● Goal of the exercise:
Every line of the material that follows must be printed again exactly.
___ Data supplied
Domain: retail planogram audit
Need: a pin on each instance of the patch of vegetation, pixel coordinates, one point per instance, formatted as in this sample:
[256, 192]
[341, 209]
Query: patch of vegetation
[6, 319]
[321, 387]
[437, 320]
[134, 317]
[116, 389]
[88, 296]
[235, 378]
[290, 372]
______
● Exercise output:
Domain: retail planogram audit
Need: a pin on each instance of the patch of vegetation, pixel coordinates, one point per instance, formatted as in this sample:
[256, 192]
[341, 209]
Query: patch of vegetation
[6, 319]
[321, 387]
[437, 320]
[134, 317]
[116, 389]
[88, 296]
[235, 378]
[290, 372]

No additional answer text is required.